How to complete this task:
All lines from the one with "like (403, 89)." onward, through the last line of the records below, are to be retyped word for word.

*** Dataset extract Section Begins ***

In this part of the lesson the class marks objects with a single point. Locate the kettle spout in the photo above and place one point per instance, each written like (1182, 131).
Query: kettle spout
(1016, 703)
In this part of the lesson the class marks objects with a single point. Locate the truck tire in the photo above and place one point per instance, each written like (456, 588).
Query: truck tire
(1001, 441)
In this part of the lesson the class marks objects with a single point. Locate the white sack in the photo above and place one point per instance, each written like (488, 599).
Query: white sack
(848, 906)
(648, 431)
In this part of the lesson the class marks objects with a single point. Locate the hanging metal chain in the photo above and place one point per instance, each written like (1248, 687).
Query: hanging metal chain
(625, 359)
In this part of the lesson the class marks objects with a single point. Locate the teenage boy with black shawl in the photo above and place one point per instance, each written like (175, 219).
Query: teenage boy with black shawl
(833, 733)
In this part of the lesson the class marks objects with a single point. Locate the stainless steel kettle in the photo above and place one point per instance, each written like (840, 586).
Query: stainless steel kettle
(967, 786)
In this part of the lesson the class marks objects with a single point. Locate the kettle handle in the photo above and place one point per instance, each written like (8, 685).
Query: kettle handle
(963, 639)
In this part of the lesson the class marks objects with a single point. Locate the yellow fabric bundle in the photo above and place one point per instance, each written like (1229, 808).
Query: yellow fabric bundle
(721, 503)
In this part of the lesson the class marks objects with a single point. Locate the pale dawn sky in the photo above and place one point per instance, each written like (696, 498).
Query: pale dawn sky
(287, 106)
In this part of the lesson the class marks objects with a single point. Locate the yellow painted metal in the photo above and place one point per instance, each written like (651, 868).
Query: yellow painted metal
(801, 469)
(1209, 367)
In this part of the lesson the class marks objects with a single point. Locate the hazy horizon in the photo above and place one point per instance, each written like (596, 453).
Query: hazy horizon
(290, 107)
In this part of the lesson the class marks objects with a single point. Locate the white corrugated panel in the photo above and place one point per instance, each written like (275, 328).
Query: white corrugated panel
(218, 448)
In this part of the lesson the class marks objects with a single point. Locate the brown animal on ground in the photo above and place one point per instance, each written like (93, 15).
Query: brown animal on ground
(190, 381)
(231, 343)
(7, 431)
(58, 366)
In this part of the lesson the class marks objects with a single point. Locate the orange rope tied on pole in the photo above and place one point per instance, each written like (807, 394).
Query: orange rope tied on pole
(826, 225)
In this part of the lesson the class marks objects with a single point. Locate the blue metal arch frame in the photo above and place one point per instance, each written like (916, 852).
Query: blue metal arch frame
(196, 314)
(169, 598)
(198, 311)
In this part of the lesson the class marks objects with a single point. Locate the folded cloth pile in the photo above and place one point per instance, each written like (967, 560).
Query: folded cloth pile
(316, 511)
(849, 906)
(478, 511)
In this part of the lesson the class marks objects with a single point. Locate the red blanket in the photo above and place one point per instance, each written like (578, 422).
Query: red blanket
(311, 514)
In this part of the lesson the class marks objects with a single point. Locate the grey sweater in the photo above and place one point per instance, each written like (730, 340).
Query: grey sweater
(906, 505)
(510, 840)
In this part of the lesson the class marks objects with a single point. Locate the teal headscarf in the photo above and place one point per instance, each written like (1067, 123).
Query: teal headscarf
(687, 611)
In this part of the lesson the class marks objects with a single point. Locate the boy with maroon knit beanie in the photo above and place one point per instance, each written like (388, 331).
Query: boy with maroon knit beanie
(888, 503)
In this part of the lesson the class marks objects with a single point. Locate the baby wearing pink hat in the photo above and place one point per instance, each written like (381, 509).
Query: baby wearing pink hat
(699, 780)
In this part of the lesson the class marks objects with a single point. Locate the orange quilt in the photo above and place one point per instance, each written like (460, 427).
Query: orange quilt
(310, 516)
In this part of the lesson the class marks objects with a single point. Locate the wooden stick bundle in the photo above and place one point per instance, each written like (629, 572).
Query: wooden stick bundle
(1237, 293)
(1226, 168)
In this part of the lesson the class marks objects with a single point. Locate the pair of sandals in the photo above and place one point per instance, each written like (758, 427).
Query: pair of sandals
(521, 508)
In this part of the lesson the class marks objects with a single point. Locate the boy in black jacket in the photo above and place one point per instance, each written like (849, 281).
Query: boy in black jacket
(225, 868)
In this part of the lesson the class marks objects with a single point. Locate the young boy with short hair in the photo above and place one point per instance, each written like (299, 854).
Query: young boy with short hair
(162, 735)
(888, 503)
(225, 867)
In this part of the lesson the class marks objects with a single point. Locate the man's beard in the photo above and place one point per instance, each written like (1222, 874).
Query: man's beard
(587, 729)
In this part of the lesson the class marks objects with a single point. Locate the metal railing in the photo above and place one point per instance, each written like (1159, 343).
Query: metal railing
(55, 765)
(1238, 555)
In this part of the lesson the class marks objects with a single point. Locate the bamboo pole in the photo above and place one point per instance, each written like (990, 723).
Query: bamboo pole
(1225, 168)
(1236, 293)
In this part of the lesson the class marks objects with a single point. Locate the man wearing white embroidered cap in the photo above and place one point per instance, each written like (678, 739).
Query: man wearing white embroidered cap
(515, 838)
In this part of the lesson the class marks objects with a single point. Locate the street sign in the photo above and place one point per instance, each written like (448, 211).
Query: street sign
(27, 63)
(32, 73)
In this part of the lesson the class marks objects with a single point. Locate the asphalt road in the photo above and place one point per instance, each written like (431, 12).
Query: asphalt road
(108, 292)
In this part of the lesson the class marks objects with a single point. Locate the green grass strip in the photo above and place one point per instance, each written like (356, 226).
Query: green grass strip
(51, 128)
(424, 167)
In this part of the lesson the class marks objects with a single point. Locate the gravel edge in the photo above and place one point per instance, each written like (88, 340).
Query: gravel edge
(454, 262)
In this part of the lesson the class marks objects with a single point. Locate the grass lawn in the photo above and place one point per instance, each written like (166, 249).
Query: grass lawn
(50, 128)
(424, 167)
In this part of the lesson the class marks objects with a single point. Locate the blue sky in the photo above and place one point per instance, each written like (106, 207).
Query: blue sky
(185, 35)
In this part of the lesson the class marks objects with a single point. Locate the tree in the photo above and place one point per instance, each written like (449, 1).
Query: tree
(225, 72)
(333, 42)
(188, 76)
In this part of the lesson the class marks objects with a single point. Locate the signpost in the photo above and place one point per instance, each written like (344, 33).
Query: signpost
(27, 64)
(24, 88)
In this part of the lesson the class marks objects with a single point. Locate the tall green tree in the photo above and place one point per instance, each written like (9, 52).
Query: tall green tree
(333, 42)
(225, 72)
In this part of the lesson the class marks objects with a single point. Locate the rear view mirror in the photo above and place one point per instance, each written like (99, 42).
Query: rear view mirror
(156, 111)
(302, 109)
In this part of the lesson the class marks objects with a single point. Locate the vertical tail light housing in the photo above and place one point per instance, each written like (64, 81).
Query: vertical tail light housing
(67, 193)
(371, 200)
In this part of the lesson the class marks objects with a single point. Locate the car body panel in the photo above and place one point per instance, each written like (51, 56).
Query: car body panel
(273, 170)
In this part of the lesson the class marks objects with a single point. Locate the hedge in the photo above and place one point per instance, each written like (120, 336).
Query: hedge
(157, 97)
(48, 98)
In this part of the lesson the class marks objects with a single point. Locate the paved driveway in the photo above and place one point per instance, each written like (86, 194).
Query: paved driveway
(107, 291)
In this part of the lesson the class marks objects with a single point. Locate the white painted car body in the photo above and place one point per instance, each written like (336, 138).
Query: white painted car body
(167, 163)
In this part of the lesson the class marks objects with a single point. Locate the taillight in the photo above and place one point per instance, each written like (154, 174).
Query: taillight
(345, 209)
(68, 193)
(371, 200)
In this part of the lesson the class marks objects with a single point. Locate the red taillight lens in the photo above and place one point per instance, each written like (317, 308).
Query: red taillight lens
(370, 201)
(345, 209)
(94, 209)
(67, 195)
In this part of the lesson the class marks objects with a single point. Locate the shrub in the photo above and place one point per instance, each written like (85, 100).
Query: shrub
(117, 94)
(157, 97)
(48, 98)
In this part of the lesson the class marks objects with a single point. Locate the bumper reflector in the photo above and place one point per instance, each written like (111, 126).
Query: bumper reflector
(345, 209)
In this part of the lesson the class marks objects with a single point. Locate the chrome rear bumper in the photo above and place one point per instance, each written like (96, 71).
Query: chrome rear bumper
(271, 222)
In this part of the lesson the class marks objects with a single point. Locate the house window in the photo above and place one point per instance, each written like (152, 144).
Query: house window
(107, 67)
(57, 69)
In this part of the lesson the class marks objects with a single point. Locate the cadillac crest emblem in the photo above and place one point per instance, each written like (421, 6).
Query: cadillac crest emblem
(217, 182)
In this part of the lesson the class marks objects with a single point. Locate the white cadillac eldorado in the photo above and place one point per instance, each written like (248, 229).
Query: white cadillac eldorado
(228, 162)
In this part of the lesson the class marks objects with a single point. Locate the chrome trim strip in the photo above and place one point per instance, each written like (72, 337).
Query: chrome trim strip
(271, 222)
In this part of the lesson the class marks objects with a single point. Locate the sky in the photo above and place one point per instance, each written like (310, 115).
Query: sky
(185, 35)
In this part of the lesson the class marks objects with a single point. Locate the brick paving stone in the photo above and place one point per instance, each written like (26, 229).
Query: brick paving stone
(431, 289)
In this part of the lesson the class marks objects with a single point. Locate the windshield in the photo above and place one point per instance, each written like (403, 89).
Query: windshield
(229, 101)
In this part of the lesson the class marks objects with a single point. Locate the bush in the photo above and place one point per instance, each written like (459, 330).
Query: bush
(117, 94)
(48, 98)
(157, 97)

*** Dataset extract Section Ends ***

Problem solution:
In this part of the lesson the class marks objects with a single point. Locate the windshield in the photo above and place one point per instance, each written like (403, 89).
Query: windshield
(229, 101)
In this part of the lesson the class marks objects with a single point. Locate the bush in the photo above and place one point per instance, each written like (459, 330).
Query: bush
(117, 94)
(48, 98)
(157, 97)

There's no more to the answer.